### TASK GOAL
Put the lines into a numbered list, leaving out any blank lines, starting with the line that contains "dark trousers, then" and continuing through the end of the records, with both ends included.

### DATA SUPPLIED

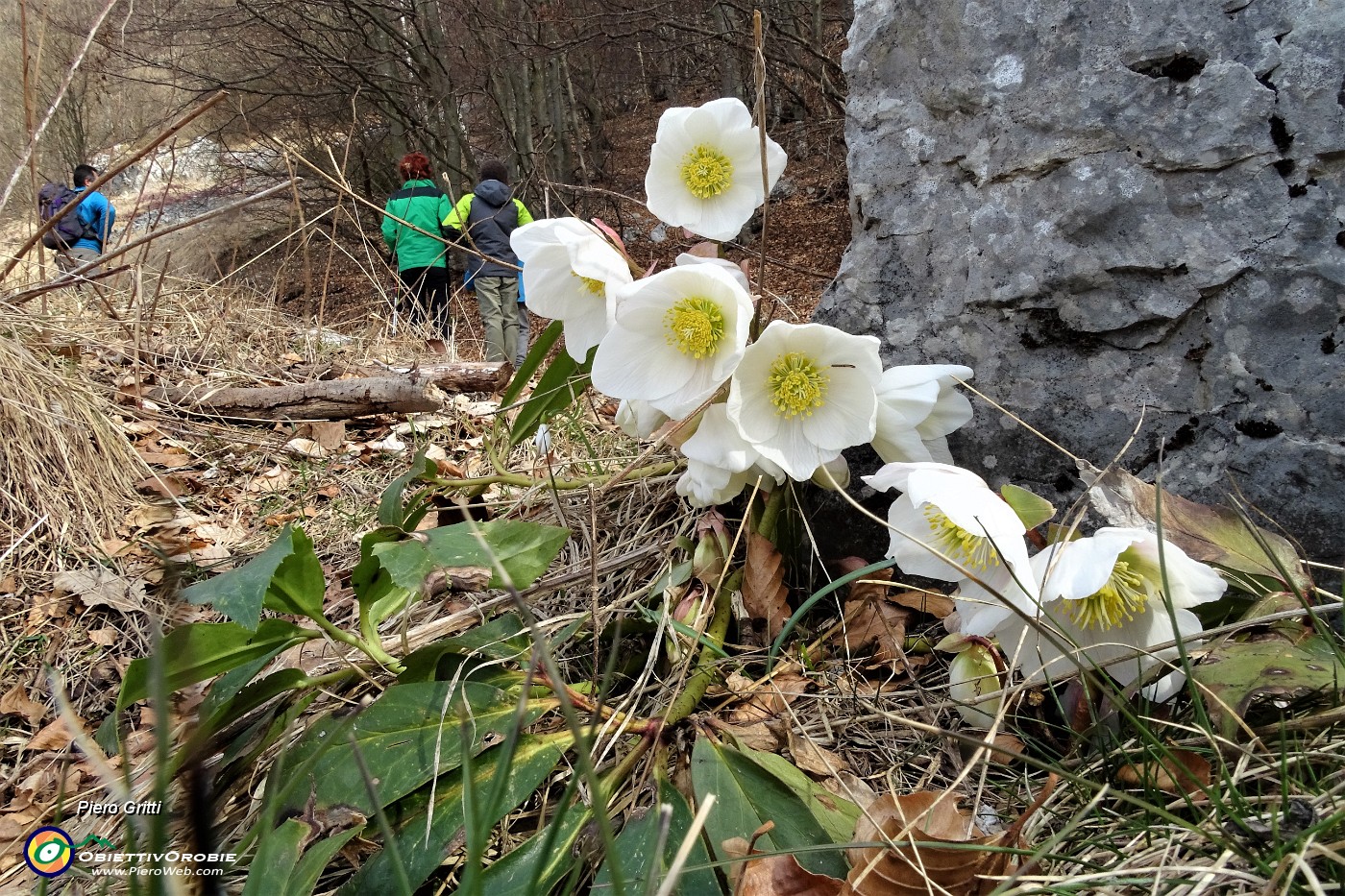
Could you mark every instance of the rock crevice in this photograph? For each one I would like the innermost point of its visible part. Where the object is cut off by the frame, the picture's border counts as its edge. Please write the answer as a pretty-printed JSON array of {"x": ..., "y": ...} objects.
[{"x": 1106, "y": 206}]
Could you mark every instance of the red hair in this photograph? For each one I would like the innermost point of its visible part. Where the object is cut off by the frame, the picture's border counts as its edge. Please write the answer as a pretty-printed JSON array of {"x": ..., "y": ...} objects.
[{"x": 414, "y": 166}]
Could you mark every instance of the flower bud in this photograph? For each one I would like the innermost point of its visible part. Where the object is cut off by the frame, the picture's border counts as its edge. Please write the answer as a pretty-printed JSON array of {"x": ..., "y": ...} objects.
[
  {"x": 971, "y": 674},
  {"x": 689, "y": 606},
  {"x": 710, "y": 556}
]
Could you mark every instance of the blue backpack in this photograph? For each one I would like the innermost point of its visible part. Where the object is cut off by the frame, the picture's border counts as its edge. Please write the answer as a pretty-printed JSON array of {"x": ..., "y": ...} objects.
[{"x": 70, "y": 229}]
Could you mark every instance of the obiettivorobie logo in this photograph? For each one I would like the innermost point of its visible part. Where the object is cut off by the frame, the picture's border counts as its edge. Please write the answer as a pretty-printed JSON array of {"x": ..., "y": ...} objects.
[{"x": 50, "y": 852}]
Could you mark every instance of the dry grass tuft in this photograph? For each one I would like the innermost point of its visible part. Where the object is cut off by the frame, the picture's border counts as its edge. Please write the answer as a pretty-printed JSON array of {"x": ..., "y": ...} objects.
[{"x": 66, "y": 470}]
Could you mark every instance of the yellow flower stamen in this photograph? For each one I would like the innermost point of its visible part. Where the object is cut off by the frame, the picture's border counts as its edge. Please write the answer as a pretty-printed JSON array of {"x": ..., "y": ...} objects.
[
  {"x": 1122, "y": 597},
  {"x": 706, "y": 173},
  {"x": 592, "y": 285},
  {"x": 796, "y": 385},
  {"x": 965, "y": 547},
  {"x": 695, "y": 326}
]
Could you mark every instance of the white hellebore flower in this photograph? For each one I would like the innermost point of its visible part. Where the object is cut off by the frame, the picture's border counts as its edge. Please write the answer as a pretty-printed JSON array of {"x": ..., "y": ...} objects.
[
  {"x": 678, "y": 335},
  {"x": 952, "y": 512},
  {"x": 1106, "y": 596},
  {"x": 804, "y": 393},
  {"x": 686, "y": 260},
  {"x": 571, "y": 274},
  {"x": 705, "y": 168},
  {"x": 639, "y": 419},
  {"x": 917, "y": 406},
  {"x": 720, "y": 463}
]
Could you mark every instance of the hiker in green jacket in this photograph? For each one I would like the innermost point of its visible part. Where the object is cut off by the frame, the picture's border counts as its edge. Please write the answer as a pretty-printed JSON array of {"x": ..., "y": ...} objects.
[{"x": 421, "y": 257}]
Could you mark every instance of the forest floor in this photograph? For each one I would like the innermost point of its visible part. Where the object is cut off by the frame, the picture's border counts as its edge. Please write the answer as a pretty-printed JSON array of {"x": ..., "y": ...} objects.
[{"x": 101, "y": 546}]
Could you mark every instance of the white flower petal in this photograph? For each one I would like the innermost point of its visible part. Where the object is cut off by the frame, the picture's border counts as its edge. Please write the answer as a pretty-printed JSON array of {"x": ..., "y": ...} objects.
[
  {"x": 722, "y": 128},
  {"x": 639, "y": 419},
  {"x": 897, "y": 475},
  {"x": 645, "y": 358}
]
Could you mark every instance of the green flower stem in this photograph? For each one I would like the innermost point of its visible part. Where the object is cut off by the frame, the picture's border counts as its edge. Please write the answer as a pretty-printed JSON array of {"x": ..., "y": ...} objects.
[
  {"x": 770, "y": 514},
  {"x": 370, "y": 648},
  {"x": 564, "y": 485},
  {"x": 715, "y": 633}
]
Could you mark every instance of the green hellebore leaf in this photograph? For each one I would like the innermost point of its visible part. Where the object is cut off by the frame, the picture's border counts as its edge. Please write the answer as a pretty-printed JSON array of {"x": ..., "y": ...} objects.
[
  {"x": 239, "y": 593},
  {"x": 752, "y": 787},
  {"x": 298, "y": 586},
  {"x": 1235, "y": 675},
  {"x": 639, "y": 838},
  {"x": 533, "y": 759},
  {"x": 400, "y": 736},
  {"x": 522, "y": 549},
  {"x": 1032, "y": 509},
  {"x": 204, "y": 650}
]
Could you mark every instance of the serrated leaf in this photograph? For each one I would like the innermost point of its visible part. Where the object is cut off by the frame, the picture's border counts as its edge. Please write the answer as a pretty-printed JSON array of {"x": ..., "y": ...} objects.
[
  {"x": 748, "y": 795},
  {"x": 276, "y": 856},
  {"x": 1032, "y": 509},
  {"x": 298, "y": 586},
  {"x": 562, "y": 382},
  {"x": 541, "y": 861},
  {"x": 1234, "y": 675},
  {"x": 204, "y": 650},
  {"x": 390, "y": 507},
  {"x": 399, "y": 736},
  {"x": 638, "y": 839},
  {"x": 239, "y": 593},
  {"x": 534, "y": 758},
  {"x": 1210, "y": 534}
]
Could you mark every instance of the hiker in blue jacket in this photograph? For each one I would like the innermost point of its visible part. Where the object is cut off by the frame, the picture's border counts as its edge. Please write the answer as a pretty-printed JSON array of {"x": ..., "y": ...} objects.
[
  {"x": 483, "y": 221},
  {"x": 97, "y": 215}
]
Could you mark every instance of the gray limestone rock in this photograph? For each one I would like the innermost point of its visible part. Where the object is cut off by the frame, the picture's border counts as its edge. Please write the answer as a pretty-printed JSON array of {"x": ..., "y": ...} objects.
[{"x": 1112, "y": 208}]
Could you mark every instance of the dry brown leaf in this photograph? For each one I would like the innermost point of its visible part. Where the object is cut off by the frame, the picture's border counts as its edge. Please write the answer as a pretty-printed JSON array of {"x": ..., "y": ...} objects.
[
  {"x": 763, "y": 584},
  {"x": 54, "y": 736},
  {"x": 937, "y": 606},
  {"x": 275, "y": 479},
  {"x": 15, "y": 826},
  {"x": 306, "y": 448},
  {"x": 163, "y": 485},
  {"x": 147, "y": 516},
  {"x": 470, "y": 579},
  {"x": 1177, "y": 772},
  {"x": 17, "y": 702},
  {"x": 105, "y": 637},
  {"x": 878, "y": 623},
  {"x": 757, "y": 736},
  {"x": 450, "y": 470},
  {"x": 851, "y": 787},
  {"x": 100, "y": 587},
  {"x": 329, "y": 433},
  {"x": 814, "y": 758},
  {"x": 783, "y": 876},
  {"x": 931, "y": 853},
  {"x": 770, "y": 698}
]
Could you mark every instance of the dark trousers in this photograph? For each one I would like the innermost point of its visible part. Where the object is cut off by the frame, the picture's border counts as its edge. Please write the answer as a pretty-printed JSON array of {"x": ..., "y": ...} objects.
[{"x": 428, "y": 296}]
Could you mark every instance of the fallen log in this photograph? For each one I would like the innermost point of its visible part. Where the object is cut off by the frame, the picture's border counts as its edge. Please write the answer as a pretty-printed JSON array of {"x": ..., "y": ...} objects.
[
  {"x": 320, "y": 400},
  {"x": 467, "y": 375}
]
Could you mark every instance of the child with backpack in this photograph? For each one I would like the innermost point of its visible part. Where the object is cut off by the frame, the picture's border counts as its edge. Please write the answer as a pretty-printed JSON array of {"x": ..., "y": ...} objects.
[{"x": 81, "y": 234}]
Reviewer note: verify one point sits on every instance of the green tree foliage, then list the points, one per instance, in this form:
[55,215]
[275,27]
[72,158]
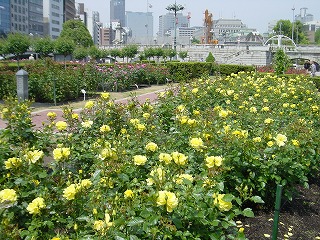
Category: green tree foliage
[43,46]
[210,58]
[17,44]
[281,62]
[64,46]
[317,36]
[77,31]
[80,53]
[284,27]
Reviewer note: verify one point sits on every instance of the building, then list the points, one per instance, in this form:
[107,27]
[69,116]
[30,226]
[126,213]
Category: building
[53,17]
[141,27]
[19,16]
[69,9]
[5,18]
[117,11]
[167,22]
[36,26]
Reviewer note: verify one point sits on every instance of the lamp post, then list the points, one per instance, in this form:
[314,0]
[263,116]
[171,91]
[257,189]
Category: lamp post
[175,8]
[292,22]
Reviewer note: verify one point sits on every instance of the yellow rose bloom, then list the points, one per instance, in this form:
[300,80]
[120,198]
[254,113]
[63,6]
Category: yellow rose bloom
[180,178]
[281,140]
[89,105]
[33,156]
[139,160]
[61,125]
[8,195]
[212,161]
[105,128]
[36,205]
[85,183]
[51,115]
[105,96]
[179,158]
[196,143]
[128,193]
[165,157]
[69,193]
[152,147]
[223,205]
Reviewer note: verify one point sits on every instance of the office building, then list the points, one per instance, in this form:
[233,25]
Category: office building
[53,17]
[35,18]
[117,11]
[140,25]
[5,19]
[19,16]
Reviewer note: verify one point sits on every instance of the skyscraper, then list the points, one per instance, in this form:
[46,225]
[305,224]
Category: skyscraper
[117,11]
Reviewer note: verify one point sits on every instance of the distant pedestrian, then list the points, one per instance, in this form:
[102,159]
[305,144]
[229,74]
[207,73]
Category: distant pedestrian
[313,69]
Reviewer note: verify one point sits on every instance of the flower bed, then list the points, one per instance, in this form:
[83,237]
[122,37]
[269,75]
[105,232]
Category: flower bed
[185,168]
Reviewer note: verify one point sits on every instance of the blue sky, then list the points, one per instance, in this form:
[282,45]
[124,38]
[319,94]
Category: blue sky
[253,13]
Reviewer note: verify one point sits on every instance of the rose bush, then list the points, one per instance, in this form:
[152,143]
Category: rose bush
[187,167]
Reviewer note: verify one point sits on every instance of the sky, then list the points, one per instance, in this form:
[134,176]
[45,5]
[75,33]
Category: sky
[254,13]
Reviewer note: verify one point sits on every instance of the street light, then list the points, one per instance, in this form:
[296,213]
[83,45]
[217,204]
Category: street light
[292,22]
[175,8]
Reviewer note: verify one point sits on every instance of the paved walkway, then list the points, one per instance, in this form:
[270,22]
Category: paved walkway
[40,117]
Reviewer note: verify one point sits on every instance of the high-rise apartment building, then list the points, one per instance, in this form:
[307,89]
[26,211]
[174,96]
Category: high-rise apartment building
[5,19]
[35,18]
[141,26]
[53,17]
[19,16]
[117,11]
[69,9]
[167,22]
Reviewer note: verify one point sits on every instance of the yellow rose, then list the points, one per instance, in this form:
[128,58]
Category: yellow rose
[179,158]
[128,193]
[8,195]
[36,205]
[69,193]
[165,157]
[61,125]
[151,146]
[139,160]
[196,143]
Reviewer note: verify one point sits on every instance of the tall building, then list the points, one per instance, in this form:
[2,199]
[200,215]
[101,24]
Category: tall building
[69,9]
[53,17]
[141,26]
[5,19]
[167,22]
[117,11]
[19,16]
[35,18]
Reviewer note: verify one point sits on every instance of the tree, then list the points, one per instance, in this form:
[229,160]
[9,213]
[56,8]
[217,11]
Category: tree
[317,36]
[64,46]
[281,62]
[17,44]
[183,54]
[80,53]
[77,31]
[130,51]
[210,58]
[43,46]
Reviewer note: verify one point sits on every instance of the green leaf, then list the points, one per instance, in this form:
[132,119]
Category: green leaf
[248,212]
[257,199]
[135,222]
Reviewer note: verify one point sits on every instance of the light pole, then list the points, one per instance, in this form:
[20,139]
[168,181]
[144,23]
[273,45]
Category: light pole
[292,22]
[175,8]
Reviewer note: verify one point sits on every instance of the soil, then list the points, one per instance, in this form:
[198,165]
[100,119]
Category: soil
[298,220]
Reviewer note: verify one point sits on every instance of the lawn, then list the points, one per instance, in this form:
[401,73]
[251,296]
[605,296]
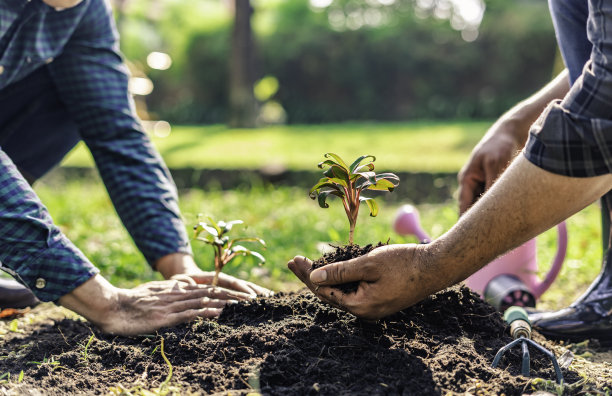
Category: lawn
[417,146]
[291,224]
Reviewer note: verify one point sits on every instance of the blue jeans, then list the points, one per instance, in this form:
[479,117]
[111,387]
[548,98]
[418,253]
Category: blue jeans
[570,18]
[36,131]
[570,21]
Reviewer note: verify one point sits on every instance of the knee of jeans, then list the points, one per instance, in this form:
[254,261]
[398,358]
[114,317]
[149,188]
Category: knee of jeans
[573,11]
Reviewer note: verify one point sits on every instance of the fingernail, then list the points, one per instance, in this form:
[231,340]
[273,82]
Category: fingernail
[318,276]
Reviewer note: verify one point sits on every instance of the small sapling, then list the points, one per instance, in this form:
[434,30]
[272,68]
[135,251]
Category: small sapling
[348,182]
[214,234]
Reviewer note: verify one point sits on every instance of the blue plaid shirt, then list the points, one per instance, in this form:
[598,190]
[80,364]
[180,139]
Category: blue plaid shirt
[79,46]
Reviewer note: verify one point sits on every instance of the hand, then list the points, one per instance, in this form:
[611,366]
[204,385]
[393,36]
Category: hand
[181,266]
[488,160]
[62,4]
[147,307]
[390,278]
[227,282]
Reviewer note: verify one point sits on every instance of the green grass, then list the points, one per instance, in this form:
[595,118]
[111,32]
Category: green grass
[291,224]
[417,146]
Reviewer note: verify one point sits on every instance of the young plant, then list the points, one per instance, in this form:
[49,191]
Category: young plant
[225,248]
[348,182]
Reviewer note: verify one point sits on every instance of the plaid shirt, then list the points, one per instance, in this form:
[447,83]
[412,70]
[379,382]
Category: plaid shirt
[573,137]
[79,47]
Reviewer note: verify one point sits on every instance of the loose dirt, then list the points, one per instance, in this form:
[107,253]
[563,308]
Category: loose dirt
[289,344]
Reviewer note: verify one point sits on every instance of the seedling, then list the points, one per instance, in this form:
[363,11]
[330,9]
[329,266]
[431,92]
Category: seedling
[214,234]
[348,182]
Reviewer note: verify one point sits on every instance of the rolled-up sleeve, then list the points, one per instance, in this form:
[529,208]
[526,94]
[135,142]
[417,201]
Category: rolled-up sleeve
[573,137]
[32,248]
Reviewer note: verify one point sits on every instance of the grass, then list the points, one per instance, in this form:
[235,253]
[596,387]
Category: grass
[406,146]
[291,224]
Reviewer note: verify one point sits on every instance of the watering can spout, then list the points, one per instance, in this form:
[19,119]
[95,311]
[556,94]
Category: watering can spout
[407,223]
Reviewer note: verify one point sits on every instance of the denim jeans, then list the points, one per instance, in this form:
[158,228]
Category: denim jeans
[570,21]
[36,131]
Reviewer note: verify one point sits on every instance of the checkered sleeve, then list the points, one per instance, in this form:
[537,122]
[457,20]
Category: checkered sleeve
[32,248]
[92,81]
[573,137]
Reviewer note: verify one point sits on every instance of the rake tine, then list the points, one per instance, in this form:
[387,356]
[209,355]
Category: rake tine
[525,366]
[552,357]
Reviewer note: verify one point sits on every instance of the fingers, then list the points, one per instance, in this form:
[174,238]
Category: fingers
[230,282]
[301,267]
[353,270]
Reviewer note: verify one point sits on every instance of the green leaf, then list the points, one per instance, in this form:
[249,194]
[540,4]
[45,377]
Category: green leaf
[370,176]
[381,185]
[228,226]
[359,160]
[205,227]
[338,160]
[372,205]
[364,168]
[251,239]
[336,172]
[323,183]
[213,223]
[326,193]
[14,326]
[246,252]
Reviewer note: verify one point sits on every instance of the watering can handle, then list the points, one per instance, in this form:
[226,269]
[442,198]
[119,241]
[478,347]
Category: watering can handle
[540,288]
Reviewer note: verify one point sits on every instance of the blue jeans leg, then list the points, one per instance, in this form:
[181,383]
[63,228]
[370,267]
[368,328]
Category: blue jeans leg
[36,131]
[570,21]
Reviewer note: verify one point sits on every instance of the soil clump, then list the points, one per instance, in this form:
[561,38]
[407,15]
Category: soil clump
[289,344]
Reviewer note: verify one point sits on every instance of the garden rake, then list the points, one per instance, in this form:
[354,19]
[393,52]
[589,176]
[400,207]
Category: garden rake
[520,329]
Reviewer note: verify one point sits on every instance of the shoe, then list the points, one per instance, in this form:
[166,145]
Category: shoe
[589,317]
[14,295]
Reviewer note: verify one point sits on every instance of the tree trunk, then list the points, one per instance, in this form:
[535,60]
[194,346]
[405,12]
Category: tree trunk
[242,103]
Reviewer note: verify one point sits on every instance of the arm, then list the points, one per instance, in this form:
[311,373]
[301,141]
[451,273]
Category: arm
[525,201]
[503,141]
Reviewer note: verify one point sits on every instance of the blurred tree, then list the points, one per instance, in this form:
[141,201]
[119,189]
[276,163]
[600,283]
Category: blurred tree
[242,102]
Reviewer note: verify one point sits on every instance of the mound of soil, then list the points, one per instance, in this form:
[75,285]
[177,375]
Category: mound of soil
[289,344]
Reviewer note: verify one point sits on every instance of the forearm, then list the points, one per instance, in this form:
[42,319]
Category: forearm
[524,202]
[93,300]
[527,111]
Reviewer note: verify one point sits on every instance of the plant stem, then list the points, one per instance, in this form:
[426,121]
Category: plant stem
[351,232]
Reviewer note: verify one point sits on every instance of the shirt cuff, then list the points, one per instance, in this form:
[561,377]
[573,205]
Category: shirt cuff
[56,271]
[569,144]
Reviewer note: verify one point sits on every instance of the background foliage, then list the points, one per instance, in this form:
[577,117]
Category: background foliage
[401,60]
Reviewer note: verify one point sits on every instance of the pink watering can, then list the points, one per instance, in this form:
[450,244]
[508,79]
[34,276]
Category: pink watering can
[506,281]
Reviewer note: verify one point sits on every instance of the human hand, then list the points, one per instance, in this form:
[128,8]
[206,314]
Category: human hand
[391,278]
[226,281]
[62,4]
[147,307]
[488,160]
[181,266]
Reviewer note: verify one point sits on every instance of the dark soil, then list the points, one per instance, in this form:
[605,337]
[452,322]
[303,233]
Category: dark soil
[290,344]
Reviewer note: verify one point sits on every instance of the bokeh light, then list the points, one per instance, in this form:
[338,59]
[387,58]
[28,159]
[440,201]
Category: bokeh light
[159,61]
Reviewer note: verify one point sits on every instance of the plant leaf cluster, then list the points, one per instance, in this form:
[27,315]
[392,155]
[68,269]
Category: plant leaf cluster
[214,233]
[348,182]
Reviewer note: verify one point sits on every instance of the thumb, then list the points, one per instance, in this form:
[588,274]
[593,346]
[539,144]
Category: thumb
[337,273]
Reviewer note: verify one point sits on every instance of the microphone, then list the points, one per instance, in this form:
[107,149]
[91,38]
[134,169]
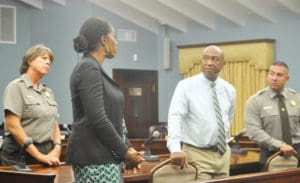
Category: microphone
[155,134]
[67,128]
[236,146]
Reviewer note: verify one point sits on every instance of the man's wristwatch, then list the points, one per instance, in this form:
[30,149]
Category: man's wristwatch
[27,142]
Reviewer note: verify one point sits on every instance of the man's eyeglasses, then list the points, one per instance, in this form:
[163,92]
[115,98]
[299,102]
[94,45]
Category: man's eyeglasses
[213,59]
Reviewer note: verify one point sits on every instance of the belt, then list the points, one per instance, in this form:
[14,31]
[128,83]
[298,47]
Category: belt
[212,148]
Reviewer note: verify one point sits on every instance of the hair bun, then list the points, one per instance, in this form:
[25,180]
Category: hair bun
[80,43]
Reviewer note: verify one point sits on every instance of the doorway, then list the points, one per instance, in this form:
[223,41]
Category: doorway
[141,99]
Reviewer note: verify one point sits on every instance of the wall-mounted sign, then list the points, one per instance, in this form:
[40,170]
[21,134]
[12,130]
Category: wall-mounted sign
[135,92]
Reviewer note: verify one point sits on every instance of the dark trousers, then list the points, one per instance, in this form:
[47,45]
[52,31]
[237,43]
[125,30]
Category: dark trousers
[265,154]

### TASK SOLUTION
1. Reviewer note: verify one point sits on every instance of the dark trousers, then list the points, one per instance, in this form:
2. [47,45]
3. [52,31]
4. [237,43]
5. [125,30]
6. Category: dark trousers
7. [265,154]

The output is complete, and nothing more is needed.